Source document:

## Start

Julian tells us that the first woman accuser and prime mover had worked in the Swedish Embassy in Washington DC and had been expelled from Cuba for anti-Cuban government activity, as well as the rather different persona of being a feminist lesbian who owns lesbian night clubs.

Scott Ritter and I are well known whistleblowers subsequently accused of sexual offences. A less well known whistleblower is James Cameron, another FCO employee. Almost simultaneous with my case, a number of the sexual allegations the FCO made against Cameron were identical even in wording to those the FCO initially threw at me.

Another fascinating point about kompromat is that being cleared of the allegations – as happens in virtually every case – doesn’t help, as the blackening of reputation has taken effect. In my own case I was formerly cleared of all allegations of both misconduct and gross misconduct, except for the Kafkaesque charge of having told defence witnesses of the existence of the allegations. The allegations were officially a state secret, even though it was the government who leaked them to the tabloids.

Yet, even to this day, the FCO has refused to acknowledge in public that I was in fact cleared of all charges. This is even true of the new government. A letter I wrote for my MP to pass to William Hague, complaining that the FCO was obscuring the fact that I was cleared on all charges, received a reply from a junior Conservative minister stating that the allegations were serious and had needed to be properly investigated – but still failing to acknowledge the result of the process. Nor has there been any official revelation of who originated these “serious allegations”.

## End

Listing:
## Start

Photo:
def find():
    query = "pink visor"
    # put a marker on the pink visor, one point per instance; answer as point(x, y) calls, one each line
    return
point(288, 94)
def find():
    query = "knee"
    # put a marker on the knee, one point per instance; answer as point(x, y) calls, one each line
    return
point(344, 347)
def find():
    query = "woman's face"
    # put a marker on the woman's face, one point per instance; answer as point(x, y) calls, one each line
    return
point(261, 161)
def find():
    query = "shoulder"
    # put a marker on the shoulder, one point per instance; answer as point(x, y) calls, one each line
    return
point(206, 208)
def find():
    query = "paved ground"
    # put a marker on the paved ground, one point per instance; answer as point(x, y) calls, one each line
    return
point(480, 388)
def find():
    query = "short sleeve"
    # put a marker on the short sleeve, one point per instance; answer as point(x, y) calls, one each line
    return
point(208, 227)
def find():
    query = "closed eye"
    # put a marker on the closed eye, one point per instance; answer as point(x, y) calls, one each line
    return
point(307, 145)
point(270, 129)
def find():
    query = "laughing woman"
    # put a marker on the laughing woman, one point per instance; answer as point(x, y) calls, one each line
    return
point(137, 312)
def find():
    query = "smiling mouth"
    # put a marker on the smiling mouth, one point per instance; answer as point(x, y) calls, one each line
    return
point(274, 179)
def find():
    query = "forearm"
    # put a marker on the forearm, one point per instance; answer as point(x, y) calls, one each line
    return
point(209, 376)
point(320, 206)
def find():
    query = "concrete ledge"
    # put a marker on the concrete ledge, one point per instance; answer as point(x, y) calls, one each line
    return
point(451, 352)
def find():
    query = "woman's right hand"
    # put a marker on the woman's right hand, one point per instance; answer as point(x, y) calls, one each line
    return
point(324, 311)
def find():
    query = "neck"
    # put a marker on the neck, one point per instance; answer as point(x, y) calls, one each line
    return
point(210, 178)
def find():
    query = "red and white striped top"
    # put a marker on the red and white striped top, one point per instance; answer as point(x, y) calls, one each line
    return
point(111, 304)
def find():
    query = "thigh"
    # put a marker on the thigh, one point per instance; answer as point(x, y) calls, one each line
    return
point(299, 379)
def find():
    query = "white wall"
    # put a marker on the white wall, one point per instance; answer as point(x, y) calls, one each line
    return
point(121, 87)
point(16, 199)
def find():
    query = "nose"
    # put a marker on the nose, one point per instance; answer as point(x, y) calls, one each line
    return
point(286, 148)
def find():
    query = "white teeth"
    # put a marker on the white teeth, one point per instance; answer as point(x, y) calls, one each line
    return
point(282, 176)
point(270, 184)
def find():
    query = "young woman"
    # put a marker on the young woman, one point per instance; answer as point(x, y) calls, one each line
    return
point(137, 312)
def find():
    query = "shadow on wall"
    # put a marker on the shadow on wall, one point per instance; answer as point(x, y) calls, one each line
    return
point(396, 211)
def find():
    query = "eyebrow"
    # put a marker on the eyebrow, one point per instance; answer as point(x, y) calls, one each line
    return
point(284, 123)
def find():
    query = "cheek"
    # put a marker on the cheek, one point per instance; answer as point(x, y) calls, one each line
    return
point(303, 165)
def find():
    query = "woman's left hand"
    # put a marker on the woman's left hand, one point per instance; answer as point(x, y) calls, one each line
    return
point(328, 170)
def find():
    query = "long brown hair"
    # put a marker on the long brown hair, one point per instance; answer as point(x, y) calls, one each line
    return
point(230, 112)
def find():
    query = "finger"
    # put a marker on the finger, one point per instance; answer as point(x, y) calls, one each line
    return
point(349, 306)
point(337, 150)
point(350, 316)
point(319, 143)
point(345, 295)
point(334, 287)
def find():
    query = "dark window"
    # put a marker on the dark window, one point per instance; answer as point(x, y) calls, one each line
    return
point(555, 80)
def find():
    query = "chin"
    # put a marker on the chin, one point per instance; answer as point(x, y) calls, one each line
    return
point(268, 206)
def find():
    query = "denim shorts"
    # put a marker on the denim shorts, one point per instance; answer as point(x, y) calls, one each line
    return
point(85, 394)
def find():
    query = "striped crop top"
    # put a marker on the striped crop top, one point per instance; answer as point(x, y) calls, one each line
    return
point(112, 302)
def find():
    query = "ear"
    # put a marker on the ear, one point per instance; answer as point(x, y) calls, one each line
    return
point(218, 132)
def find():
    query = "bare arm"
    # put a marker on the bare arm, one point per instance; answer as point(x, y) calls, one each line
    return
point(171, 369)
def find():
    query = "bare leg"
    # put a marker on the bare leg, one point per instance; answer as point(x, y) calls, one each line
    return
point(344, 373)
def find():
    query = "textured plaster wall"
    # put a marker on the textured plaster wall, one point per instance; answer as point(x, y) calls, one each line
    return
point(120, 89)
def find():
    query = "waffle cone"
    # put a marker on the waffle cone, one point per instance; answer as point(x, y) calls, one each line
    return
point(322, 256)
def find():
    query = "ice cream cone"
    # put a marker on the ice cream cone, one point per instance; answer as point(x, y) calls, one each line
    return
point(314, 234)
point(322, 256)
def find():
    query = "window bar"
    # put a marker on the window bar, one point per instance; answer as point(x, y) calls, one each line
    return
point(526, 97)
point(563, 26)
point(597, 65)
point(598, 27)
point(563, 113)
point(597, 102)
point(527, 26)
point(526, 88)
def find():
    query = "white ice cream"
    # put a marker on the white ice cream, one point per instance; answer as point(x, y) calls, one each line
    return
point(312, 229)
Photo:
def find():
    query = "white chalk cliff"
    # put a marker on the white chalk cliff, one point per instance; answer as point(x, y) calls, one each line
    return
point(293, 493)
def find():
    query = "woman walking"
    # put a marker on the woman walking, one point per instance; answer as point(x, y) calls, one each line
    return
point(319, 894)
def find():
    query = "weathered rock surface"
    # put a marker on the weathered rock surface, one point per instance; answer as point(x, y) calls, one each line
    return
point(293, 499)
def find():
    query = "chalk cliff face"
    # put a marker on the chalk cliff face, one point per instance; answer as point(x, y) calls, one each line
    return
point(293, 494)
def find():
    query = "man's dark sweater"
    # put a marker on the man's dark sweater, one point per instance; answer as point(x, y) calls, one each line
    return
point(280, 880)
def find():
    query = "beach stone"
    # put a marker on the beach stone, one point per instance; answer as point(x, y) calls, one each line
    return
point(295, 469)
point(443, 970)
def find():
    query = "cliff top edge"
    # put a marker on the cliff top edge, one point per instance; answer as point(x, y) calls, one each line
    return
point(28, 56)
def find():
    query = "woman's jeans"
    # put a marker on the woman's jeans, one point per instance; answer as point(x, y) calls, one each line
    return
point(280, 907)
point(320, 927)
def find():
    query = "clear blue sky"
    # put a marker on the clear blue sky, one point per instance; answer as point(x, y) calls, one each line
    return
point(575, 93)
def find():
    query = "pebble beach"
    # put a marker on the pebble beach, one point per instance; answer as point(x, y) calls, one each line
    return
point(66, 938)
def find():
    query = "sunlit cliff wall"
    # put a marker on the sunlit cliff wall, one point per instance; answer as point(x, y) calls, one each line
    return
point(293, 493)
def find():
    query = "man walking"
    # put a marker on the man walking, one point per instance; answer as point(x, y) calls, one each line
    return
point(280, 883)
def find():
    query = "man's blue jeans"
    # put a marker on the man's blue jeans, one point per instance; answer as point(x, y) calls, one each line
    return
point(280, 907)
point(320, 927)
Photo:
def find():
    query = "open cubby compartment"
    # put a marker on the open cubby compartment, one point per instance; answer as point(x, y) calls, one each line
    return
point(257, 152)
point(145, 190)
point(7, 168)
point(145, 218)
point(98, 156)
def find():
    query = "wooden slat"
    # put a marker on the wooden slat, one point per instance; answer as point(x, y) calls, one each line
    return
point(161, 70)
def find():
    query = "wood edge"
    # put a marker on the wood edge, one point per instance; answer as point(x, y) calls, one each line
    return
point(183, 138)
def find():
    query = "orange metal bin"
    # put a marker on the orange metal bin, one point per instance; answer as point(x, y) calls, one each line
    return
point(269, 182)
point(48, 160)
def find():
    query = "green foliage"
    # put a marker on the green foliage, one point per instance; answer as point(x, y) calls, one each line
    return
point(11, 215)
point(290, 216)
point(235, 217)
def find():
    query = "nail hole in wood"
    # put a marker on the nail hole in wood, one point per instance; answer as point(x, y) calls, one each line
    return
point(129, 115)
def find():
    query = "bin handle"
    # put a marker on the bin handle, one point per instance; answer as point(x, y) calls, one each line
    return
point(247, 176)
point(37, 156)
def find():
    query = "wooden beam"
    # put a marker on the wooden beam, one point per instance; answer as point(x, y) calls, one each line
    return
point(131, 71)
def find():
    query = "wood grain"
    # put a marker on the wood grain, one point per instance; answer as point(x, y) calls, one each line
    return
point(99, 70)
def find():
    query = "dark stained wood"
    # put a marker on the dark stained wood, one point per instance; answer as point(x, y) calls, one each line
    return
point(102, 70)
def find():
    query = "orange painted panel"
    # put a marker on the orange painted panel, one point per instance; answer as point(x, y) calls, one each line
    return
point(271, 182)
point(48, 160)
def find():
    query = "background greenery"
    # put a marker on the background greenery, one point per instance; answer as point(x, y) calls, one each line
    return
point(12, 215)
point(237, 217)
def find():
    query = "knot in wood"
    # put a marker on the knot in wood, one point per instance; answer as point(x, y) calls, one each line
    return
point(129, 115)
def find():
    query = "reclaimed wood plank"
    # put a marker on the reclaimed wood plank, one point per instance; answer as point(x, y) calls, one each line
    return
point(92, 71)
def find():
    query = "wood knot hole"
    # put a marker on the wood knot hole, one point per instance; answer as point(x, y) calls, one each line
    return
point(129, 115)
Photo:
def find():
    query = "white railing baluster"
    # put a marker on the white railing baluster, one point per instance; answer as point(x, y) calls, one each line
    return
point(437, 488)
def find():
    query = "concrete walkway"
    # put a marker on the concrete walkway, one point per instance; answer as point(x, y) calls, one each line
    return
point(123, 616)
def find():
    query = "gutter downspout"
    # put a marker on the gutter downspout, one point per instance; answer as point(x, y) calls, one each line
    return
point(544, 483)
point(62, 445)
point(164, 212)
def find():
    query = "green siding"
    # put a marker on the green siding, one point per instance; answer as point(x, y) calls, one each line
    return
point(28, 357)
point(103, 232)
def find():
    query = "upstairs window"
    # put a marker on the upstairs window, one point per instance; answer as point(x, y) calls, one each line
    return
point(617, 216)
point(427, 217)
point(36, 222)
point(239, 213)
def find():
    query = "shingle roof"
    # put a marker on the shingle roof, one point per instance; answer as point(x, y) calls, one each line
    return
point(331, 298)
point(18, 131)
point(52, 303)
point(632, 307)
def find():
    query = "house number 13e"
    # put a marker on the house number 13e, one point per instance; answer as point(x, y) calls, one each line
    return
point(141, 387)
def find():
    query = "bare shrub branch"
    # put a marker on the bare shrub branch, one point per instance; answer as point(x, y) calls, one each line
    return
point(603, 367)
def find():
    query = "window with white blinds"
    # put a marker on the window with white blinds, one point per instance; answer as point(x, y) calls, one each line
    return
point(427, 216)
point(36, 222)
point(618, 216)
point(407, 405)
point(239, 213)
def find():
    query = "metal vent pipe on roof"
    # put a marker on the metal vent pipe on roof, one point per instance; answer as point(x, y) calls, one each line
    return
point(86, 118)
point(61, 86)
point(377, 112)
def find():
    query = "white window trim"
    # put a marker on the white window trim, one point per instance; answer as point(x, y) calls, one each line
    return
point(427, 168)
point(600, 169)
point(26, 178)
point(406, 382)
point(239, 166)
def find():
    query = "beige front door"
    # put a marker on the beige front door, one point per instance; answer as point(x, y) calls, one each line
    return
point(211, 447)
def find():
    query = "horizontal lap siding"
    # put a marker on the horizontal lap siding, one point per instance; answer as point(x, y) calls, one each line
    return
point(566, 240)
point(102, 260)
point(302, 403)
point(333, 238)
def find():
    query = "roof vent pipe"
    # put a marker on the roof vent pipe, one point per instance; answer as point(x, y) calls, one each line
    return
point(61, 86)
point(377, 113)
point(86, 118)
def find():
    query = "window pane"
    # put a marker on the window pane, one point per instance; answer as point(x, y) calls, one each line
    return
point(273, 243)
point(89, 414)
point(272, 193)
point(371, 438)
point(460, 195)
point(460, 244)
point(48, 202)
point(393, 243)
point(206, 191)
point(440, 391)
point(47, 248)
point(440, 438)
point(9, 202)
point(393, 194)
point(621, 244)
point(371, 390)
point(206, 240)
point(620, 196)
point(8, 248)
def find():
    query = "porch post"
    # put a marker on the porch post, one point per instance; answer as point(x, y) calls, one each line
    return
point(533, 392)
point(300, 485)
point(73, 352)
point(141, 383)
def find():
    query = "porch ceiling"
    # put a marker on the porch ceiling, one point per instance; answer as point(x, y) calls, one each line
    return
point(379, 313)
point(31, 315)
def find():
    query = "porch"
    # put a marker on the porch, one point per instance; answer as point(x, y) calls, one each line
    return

## End

Task requirements:
a) Answer these questions using the whistleblower passage.
(i) Which less well-known whistleblower does it name as another FCO employee?
(ii) Who does it say leaked the allegations to the tabloids?
(iii) Who sent the reply to the letter meant for William Hague?
b) Copy the whistleblower passage word for word, starting at "Scott Ritter and" and ending at "to the tabloids.".

Task-by-task outputs:
a)
(i) James Cameron
(ii) The government
(iii) A junior Conservative minister

b)
Scott Ritter and I are well known whistleblowers subsequently accused of sexual offences. A less well known whistleblower is James Cameron, another FCO employee. Almost simultaneous with my case, a number of the sexual allegations the FCO made against Cameron were identical even in wording to those the FCO initially threw at me.

Another fascinating point about kompromat is that being cleared of the allegations – as happens in virtually every case – doesn’t help, as the blackening of reputation has taken effect. In my own case I was formerly cleared of all allegations of both misconduct and gross misconduct, except for the Kafkaesque charge of having told defence witnesses of the existence of the allegations. The allegations were officially a state secret, even though it was the government who leaked them to the tabloids.